### [Tasks for this exercise]
1. Reproduce the Star Trek passage starting with "It’s official: Star" and going on through "the small screen?".
2. Carry on the article about Star Trek's return to television from the point where it stops.

### [Supplied passage]
------------------------------------

It’s official: Star Trek is returning to television. The series will premiere on CBS in January 2017, riding on the immediate wake of the Original Series’ 50th anniversary. It will be the first time the Star Trek franchise will find a home on network television after nearly 12 years, following the cancellation of Star Trek: Enterprise in 2005. So after this decade-plus hiatus, what can Trek fans expect with the return to the small screen?
As is standard operating procedure for announcing future Star Trek plans, CBS included little detail as to what the new series would entail. CBS did say however that the story will be original, and independent of the recent “reboot” movies of 2009 and 2013. These are of course important details, but their lack of elaboration speaks to the Star Trek brain-trust’s great concern: how do we keep three generations of fans happy? Yes, after 50 years grandparents, their children, and their grandchildren all have their own claim to the final frontier.

------------------------------------

### [Provided material]
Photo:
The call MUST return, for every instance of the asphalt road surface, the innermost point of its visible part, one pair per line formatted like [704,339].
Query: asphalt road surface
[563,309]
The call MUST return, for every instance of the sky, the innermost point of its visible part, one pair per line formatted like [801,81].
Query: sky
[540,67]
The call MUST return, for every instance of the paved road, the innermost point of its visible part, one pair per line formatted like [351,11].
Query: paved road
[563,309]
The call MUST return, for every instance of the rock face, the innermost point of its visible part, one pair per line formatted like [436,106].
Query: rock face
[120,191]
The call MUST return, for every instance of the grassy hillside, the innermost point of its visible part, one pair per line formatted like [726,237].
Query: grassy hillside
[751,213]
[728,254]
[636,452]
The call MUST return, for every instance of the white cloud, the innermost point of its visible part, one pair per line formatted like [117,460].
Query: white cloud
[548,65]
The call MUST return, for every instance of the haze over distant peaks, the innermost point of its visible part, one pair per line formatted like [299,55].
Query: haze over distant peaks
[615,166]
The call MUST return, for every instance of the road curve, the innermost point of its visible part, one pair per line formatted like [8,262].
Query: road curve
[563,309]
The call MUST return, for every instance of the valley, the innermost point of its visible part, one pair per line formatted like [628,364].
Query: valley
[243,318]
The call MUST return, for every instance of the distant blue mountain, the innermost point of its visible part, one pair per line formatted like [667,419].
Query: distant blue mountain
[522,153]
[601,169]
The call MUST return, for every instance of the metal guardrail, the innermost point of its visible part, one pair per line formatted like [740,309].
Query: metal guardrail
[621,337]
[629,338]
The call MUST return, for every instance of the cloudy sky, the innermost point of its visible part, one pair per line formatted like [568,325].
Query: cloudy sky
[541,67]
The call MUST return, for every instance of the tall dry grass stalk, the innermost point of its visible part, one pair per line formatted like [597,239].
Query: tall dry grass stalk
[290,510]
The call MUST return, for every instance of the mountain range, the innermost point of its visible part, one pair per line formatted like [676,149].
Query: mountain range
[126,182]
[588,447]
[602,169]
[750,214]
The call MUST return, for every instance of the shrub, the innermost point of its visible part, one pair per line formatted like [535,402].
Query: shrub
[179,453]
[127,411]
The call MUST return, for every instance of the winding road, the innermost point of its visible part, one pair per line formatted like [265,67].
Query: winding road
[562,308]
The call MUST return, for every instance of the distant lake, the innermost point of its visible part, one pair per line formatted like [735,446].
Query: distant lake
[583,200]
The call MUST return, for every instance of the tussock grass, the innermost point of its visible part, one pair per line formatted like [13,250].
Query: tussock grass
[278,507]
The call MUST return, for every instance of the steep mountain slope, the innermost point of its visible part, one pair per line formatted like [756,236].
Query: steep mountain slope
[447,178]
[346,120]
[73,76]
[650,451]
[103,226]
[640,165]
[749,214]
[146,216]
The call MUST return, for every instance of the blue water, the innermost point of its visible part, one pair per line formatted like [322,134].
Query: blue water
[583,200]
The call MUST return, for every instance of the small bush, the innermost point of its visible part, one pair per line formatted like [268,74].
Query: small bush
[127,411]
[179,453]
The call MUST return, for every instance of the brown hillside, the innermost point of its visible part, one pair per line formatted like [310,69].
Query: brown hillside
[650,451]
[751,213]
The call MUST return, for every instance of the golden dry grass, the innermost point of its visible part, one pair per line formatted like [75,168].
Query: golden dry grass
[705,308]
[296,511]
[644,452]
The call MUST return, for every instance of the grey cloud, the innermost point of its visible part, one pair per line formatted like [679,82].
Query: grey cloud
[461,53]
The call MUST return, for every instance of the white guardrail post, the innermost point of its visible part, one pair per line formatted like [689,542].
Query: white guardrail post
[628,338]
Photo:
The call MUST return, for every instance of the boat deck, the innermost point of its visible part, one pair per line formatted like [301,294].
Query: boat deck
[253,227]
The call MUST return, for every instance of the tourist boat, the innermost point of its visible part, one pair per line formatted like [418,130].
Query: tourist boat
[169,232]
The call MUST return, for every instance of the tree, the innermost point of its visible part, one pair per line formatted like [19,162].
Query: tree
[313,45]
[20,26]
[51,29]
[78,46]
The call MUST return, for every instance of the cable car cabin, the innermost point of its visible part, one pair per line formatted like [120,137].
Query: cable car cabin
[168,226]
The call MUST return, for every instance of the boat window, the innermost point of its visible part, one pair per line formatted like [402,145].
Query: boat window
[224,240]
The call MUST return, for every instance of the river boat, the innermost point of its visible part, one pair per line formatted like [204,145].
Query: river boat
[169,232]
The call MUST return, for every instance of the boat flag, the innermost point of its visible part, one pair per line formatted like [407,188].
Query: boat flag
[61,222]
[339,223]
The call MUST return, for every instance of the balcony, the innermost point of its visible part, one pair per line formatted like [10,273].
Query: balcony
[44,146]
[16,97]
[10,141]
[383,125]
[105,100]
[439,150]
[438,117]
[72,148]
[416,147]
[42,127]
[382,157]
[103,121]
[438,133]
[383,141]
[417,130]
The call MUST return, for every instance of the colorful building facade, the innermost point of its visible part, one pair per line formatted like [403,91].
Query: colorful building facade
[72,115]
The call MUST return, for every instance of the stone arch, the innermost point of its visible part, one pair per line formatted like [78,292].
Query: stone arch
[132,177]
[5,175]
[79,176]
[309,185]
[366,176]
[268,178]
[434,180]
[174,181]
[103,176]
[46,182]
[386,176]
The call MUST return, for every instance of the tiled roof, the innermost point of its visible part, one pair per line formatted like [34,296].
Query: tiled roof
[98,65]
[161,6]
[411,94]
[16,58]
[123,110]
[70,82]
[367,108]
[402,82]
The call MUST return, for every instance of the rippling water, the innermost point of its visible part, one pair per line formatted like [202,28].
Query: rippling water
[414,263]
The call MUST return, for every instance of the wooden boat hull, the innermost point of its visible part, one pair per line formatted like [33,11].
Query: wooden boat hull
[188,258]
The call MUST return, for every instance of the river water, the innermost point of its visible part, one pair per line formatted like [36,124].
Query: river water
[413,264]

------------------------------------

### [List of answers]
1.
It’s official: Star Trek is returning to television. The series will premiere on CBS in January 2017, riding on the immediate wake of the Original Series’ 50th anniversary. It will be the first time the Star Trek franchise will find a home on network television after nearly 12 years, following the cancellation of Star Trek: Enterprise in 2005. So after this decade-plus hiatus, what can Trek fans expect with the return to the small screen?

2.
The new 2017 series is in the care of executive producer Alex Kurtzman, who co-wrote the films Star Trek (2009), and Into Darkness (2013). Kurtzman was a critical player in J.J. Abrams’ franchise reboot, and his role leading the new series does lend to the thinking that the new show will include several important elements. Foremost, unlike some earlier manifestations of Star Trek, the story telling will be a more gritty take on Gene Roddenberry’s utopia. The approach to the new show will likely encompass traditional elements of the franchise, and do so with new dynamic interpretations of their roles. The look of the series will incorporate a definitive 21st century vision of what life may look like two centuries from today, consistent with the aesthetic qualities of the reboot films. Additionally, Kurtzman’s leadership signifies a definite desire to keep the essence of Star Trek intact by preserving the cerebral idealism of life in the United Federation of Planets.
So as fans of Star Trek wile away the next 14 months with theories, predictions, and disputes about continuity, the franchises’ legacy seems to be in good hands. Any attempt to keep everyone happy, especially in a fan base as large and voracious as Star Trek’s, is futile. Though Kurtzman’s previous work in the most recent films should give fans faith that their beloved Star Trek will move forward with its core ethos in one recognizable piece.